Work to be completed -
Gather each line of the rows below that contains the string "wall", and copy those lines in full. Matching is case-sensitive.

Recorded data
▬▬▬▬▬▬▬▬▬▬
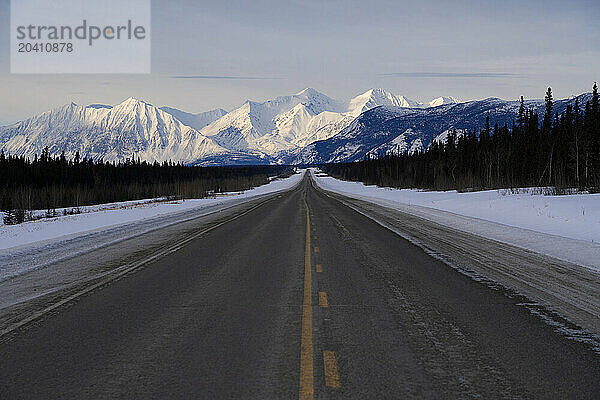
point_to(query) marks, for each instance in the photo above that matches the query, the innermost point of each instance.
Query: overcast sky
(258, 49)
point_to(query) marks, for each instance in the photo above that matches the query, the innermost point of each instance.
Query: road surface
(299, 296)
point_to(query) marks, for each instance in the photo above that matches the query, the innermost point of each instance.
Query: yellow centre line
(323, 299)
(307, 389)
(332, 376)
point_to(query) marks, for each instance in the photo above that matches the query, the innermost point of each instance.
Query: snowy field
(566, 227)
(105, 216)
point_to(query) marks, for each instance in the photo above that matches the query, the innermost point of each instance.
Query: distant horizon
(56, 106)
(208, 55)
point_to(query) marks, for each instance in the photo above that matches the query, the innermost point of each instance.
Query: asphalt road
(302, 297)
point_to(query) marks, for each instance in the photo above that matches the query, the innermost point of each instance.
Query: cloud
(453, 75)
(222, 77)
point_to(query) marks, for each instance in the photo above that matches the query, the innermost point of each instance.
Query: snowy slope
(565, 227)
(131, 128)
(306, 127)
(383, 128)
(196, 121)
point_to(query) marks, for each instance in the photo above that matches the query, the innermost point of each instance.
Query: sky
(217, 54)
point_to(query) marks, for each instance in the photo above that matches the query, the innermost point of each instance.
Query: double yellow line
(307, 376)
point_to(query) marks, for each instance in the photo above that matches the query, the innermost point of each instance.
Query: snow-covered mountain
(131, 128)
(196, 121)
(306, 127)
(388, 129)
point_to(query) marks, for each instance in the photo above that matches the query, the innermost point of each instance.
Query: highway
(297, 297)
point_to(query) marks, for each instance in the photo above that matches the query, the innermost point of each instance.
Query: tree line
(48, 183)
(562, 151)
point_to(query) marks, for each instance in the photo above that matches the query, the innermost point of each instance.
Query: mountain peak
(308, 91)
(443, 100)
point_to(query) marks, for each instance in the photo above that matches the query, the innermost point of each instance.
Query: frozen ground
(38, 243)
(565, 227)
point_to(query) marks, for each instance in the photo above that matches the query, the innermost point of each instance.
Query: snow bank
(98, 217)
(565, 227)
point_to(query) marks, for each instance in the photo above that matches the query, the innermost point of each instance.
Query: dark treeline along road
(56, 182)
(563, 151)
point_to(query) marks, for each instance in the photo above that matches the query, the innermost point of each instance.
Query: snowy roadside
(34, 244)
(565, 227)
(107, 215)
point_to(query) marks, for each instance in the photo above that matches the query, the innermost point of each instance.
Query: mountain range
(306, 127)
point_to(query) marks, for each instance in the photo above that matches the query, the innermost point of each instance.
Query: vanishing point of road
▬▬▬▬▬▬▬▬▬▬
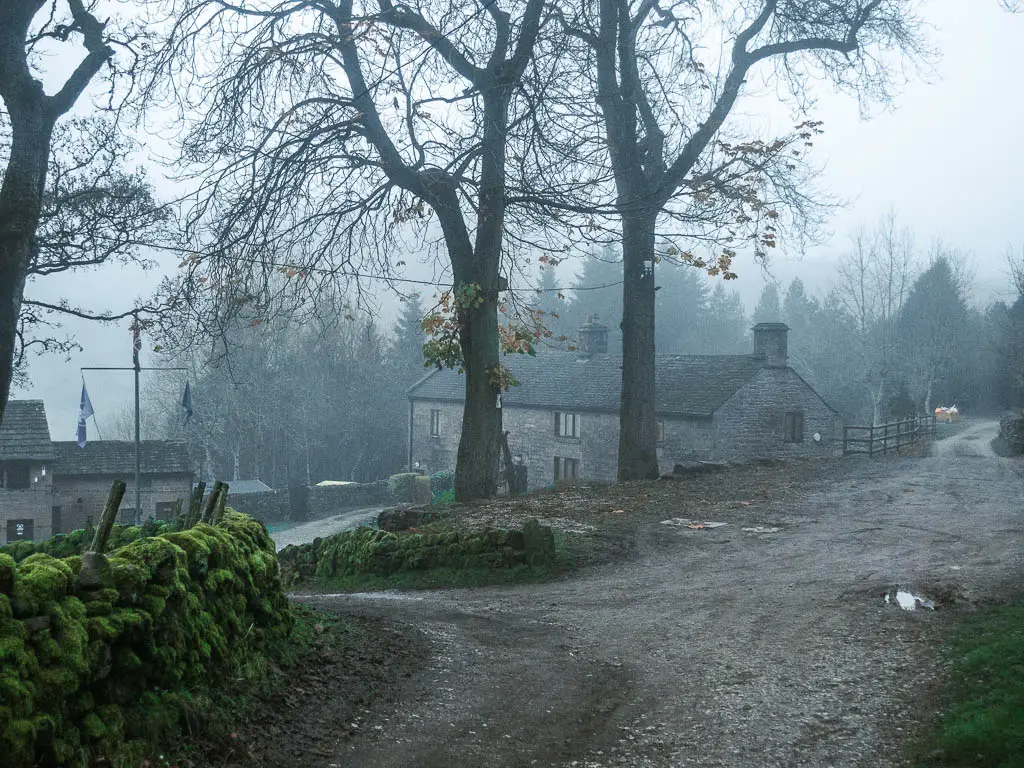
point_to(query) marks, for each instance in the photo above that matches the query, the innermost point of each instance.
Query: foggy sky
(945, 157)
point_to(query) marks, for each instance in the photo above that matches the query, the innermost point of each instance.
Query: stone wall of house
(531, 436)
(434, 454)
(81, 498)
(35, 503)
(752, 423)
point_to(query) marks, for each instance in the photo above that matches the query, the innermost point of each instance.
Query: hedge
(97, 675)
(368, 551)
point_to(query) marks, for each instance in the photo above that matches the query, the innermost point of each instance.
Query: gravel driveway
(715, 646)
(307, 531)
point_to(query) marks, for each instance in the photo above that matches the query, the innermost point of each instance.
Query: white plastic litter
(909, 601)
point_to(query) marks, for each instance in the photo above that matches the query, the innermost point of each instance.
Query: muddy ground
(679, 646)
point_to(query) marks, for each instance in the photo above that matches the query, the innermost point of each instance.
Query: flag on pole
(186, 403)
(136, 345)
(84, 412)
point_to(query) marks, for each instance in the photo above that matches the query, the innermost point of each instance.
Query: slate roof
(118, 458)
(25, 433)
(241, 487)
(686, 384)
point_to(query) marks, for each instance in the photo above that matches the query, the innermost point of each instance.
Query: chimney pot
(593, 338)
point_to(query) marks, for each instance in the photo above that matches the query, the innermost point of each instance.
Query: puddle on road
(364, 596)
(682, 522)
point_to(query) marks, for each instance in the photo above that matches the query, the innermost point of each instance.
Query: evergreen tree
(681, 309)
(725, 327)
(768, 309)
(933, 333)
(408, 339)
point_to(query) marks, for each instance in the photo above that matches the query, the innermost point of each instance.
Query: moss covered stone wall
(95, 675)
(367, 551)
▬▬▬▬▬▬▬▬▬▬
Expected output -
Query: stone wall of house
Query: moss covered stone wall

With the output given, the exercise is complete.